TASKS
1. Reproduce the WOK page word for word, from "The implimentation of" to "Reader and Writer.".
2. Answer these questions using the WOK page:
(a) What season and year is the tool described as holiday homework for?
(b) Which codec does the encoding example set for the Writer?
(c) According to the built-in functions list, what does println print?

-- Start of SELECTION --

/wok

Primary LanguageScala

WOK

is a text processing tool inspired by AWK. It is @rubyu's holiday homework, summer 2014.

WOK versus AWK

Running a script

$ wok 'print("hello!")'
$ awk 'BEGIN { print "hello!" }'

Running a program file

$ wok -f program-file input
$ awk -f program-file input

Variables

$ wok -v name=value
$ awk -v name=value

Operating fields

In { _ foreach { row => 
  println(row(0)) 
}}
{ print $1 }

Filtering data

In { _ foreach {
  case row if row exists ("pattern".r.findFirstIn(_).isDefined) => 
    println(row: _*)
  case _ =>
}}
/pattern/ { print $0 }

Printing to a file

val path = "list" !<
In { _ foreach { _ =>
  path.println(NF)
}}
{ print NF > "list" }

Executing a system command

In { _ foreach { row =>
  val res = Seq("echo", row(0)) #| Seq("grep", "angel") !>
  println(res.string)
  println(res.code)
}}

Unique function to WOK

Typed variables

# The following command is equivalent to 
# var name = `value`
$ wok -v@char name=value

# The following command is equivalent to 
# var name = "value"
$ wok -v@str name=value

# The following command is equivalent to 
# var name = """value"""
$ wok -v@rawstr name=value

Quoting

The implimentation of wok.csv is compatible with Python's loose csv module, then, Quoting-mode, quote-char and escape-char can be set to Reader and Writer.

// Setting Quote(mode=Min, quote='"') to Reader
FQ = Quote Min 

// Setting Quote(mode=All, quote='"', escape='\\') to Writer
OFQ = Quote All Q('"') E('\\')

Encoding

// Setting Codec to Reader
CD = Codec("UTF-8")

// Setting Codec to Writer
OCD = Codec("UTF-16")

Details

Built-in functions

Name Type Arguments Note
print Unit Any * print given data
printf Unit Any * print given data and OFS
println Unit Any * print given data and ORS
In A Iterator[List[String]] => A

Built-in variables

All the variables in the following list can be reassinged, but you should be aware of this. If you substitute new Codec instance to CD inside of an Iterator of Row, the change would not reflect to the Iterator. This is the only limitation to the reassginment of built-in valiables.

-- End of SELECTION --
-- Start of PROVIDED MATERIAL --

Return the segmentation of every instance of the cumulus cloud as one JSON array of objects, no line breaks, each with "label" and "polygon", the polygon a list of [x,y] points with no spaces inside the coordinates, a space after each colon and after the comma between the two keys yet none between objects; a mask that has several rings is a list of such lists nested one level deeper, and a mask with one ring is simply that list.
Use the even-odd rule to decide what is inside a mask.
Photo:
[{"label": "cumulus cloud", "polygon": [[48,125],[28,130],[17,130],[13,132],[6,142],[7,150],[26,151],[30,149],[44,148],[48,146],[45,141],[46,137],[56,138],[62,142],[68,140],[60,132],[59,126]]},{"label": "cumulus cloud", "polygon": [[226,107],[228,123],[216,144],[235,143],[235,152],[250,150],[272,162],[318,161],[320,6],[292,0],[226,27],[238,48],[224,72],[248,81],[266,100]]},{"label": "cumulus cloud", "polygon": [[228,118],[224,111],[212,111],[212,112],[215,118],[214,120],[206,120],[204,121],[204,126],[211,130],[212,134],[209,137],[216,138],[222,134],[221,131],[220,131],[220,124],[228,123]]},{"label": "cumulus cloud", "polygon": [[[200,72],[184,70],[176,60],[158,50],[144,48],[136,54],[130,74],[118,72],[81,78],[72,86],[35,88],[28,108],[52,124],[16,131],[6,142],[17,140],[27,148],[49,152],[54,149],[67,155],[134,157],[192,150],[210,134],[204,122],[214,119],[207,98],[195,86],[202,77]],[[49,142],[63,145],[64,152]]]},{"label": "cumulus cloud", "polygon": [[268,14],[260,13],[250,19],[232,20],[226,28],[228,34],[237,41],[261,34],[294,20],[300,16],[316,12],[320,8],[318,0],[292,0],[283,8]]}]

-- End of PROVIDED MATERIAL --

EXPECTED OUTPUTS
1.
The implimentation of wok.csv is compatible with Python's loose csv module, then, Quoting-mode, quote-char and escape-char can be set to Reader and Writer.

2.
(a) Summer 2014.
(b) UTF-16.
(c) The given data and ORS.